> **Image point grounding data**
┌──
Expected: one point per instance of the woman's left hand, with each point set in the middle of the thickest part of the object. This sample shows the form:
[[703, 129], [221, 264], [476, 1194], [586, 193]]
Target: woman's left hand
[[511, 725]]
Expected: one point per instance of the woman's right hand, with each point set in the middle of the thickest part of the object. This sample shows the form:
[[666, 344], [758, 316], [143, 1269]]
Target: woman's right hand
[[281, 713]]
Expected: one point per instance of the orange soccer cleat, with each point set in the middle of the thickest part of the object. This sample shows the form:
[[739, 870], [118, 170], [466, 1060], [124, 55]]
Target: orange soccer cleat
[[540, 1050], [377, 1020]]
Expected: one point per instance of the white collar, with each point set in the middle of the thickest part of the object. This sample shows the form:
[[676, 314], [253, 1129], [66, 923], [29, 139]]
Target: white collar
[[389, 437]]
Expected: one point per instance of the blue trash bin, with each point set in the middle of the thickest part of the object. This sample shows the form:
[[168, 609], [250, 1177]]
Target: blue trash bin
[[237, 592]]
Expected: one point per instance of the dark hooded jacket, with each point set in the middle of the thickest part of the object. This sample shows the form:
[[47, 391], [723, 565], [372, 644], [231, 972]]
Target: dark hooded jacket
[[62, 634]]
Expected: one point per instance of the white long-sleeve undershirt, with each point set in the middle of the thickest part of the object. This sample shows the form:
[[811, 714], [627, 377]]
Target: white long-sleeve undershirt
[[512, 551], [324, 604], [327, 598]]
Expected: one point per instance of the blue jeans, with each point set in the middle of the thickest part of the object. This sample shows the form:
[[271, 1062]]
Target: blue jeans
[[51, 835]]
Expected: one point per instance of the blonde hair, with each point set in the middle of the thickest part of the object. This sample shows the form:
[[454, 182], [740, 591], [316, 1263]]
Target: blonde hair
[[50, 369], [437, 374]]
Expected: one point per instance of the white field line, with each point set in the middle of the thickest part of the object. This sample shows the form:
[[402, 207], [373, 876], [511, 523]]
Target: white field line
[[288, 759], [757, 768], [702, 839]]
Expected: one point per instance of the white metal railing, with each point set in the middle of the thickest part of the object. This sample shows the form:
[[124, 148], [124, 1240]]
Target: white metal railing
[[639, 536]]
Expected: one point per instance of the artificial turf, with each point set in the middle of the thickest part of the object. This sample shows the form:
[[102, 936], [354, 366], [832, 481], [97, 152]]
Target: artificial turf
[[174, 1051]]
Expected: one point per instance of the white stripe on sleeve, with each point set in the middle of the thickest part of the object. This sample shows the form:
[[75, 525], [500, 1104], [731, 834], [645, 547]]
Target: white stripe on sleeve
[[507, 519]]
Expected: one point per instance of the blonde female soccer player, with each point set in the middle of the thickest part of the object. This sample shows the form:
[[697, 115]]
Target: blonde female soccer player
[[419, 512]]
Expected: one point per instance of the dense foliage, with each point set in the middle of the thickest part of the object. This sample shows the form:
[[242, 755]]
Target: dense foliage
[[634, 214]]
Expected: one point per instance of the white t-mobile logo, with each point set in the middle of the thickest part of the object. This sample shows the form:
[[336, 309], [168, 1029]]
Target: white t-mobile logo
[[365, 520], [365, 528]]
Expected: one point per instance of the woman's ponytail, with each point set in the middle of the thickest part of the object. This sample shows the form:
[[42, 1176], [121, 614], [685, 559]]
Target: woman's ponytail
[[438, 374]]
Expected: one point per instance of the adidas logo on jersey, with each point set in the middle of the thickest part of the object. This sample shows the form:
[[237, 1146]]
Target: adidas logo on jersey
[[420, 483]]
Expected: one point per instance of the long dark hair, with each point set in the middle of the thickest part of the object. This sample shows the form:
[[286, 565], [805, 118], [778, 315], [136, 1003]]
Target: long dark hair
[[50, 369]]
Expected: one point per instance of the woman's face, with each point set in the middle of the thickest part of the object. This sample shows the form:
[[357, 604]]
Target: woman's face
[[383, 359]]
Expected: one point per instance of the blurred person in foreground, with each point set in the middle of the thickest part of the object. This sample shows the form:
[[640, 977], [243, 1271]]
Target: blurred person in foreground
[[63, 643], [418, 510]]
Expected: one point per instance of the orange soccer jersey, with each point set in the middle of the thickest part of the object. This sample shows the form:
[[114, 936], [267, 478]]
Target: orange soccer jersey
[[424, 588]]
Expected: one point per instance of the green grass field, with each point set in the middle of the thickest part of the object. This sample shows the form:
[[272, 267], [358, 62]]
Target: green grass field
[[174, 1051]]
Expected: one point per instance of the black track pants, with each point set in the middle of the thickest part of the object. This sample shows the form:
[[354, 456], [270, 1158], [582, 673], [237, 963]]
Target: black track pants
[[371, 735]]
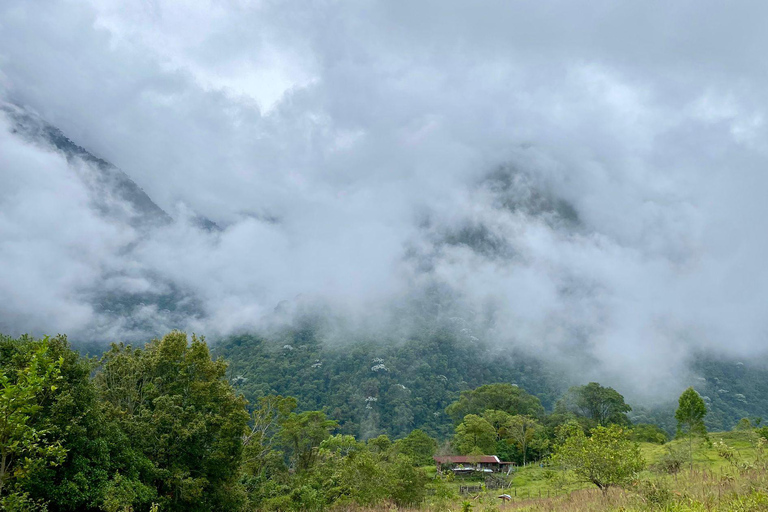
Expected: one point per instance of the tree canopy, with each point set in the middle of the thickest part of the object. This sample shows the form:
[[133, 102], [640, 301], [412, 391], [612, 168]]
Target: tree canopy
[[500, 397], [601, 405], [606, 458]]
└──
> **PROBLEM DESCRIPTION**
Generate a word-for-word copy of the preceding records, excluding all pictures.

> **EXERCISE SOLUTION**
Expected: one point per instance of the woman's left hand, with each point set in the middle of the thickest part of the object. This sample shows the form:
[[703, 129], [221, 264], [476, 1194], [586, 193]]
Target: woman's left hand
[[511, 725]]
Expected: one point per instance of the woman's right hand, with each point set in the middle of the thickest part of the object. This sample shows the form:
[[666, 344], [758, 316], [143, 1269]]
Target: woman's right hand
[[281, 713]]
Expected: one point per instance of the orange soccer cleat, with each point set in the middle of the thickest part of the object. This sample shows the form:
[[739, 870], [118, 170], [466, 1060], [124, 55]]
Target: orange soccer cleat
[[540, 1050], [377, 1020]]
Expected: one point per instance of the white collar, with each point set in the middle of the thickest part of the object. This sample shows the form:
[[676, 314], [253, 1129], [66, 923], [29, 139]]
Target: white collar
[[389, 437]]
Expected: one point per instance of the blue trash bin, with each point set in the middle of the thickest part of the object. This sample shows the form:
[[168, 609], [250, 1177]]
Target: blue trash bin
[[237, 592]]
Expected: one point per instance of the dark hooded jacket, with each point set in the middle of the thickest part of the object. This sample shows the form:
[[47, 391], [723, 565], [372, 644], [231, 972]]
Target: dark hooded jacket
[[62, 634]]
Expected: one point per instance of the white long-sleeve undershirt, with each point set in the middle of the thickest part of the object. This sample shows the form:
[[811, 714], [627, 377]]
Target: white long-sleeve undershirt
[[512, 551], [324, 604], [327, 598]]
Expected: one point per instance of the blue jeans, with each point set in the middle of the thickest part of the object. This sample shows the form:
[[271, 1062]]
Target: blue jeans
[[51, 835]]
Expected: one point per instance of the blonde hair, with each point set in the middle of the thickest part of the object. This sample shows the form:
[[454, 182], [740, 591], [316, 1263]]
Target: blonde hair
[[50, 369], [437, 374]]
Expected: one point per instance of the white field line, with each point set in the middle of the thickest part of the object. This sample shows the form:
[[402, 207], [373, 876], [511, 523]]
Target: white field line
[[288, 759], [757, 768], [702, 839]]
Expected: one point per instance of the white metal railing, with each point set in the middle of the thickest part of the object. This sample shows the form:
[[124, 148], [124, 1240]]
Target: white metal railing
[[639, 536]]
Expected: one point per instance of the artificial turf, with each point set in the middle of the thickest part of the object. This sample shows the form:
[[102, 936], [354, 366], [832, 481], [97, 152]]
Target: artificial turf
[[174, 1051]]
Expected: one point per instance of the white stripe on sleeve, with each point set in the middle of the thickest part of the object. This sample shows the form:
[[75, 525], [500, 1104], [731, 834], [645, 547]]
Target: white stripe on sleeve
[[507, 519]]
Expected: one point per instance of the blonde female soccer player, with each point set in the middle of the thickest part of the object. This sample shows the form:
[[697, 115]]
Target: blonde female soccer player
[[419, 512]]
Expected: one point per instance of the dense foliage, with each point set in the middle of the thickest part of the object. This sample shows the form:
[[242, 755]]
Target: dense foliage
[[634, 214]]
Expected: one point per instance of the white t-mobile logo, with each point set in the middle of the thickest part of the object. This sample shows the form:
[[336, 309], [168, 1029]]
Target: white t-mobile logo
[[365, 520], [365, 528]]
Expected: one point per instance of the woman's ponytail, with each point set in the middle of the thickest part of the object. This sample shows the form:
[[42, 1176], [121, 614], [685, 559]]
Target: woman's ponytail
[[438, 374]]
Expected: one point per instance of the adidas logo on jersey, with each point set in the middle of the thickest part of the object. This sample shows the form:
[[237, 1146]]
Target: adidas logo on jersey
[[420, 483]]
Expected: one point per instance of the long dark hair, with each point set in the middle of the thickest part of the object. This sample shows the form:
[[286, 565], [805, 118], [778, 315], [136, 1003]]
Target: long dark hair
[[50, 369]]
Expected: one point per instance of the woman's face, with each point set in the middle of the thickest part of the object. This sample shows the form:
[[357, 604]]
Target: woman's face
[[383, 359]]
Expected: one point per instance of the blurred person in foreground, with each point set in the middle of the thickest part of the object. This sample shows the form:
[[640, 977], [243, 1271]]
Target: blurred person in foreground
[[63, 643], [418, 510]]
Expected: one point per instance of the orange soccer jersey, with each point set in the middle of the thickest part of the object. This sample shows the form:
[[114, 936], [267, 478]]
Target: orange soccer jersey
[[424, 588]]
Expected: one point per instance of the green grass field, with each point set in the middle of the thickest part of the object. This sample shows the form:
[[272, 267], [358, 62]]
Target: green grass field
[[174, 1051]]
Expected: one point per instance of the black track pants, with each point set in the middle of the thickest part of the object. This sample shows the form:
[[354, 456], [270, 1158], [582, 673], [237, 963]]
Target: black track pants
[[371, 735]]
Expected: one point per instance of the tree canopy, with each point set in the middle of the thickest part of the object. This sample shows the form:
[[133, 102], [640, 301], [412, 391], [612, 168]]
Target: tree canopy
[[500, 397], [601, 405], [606, 458]]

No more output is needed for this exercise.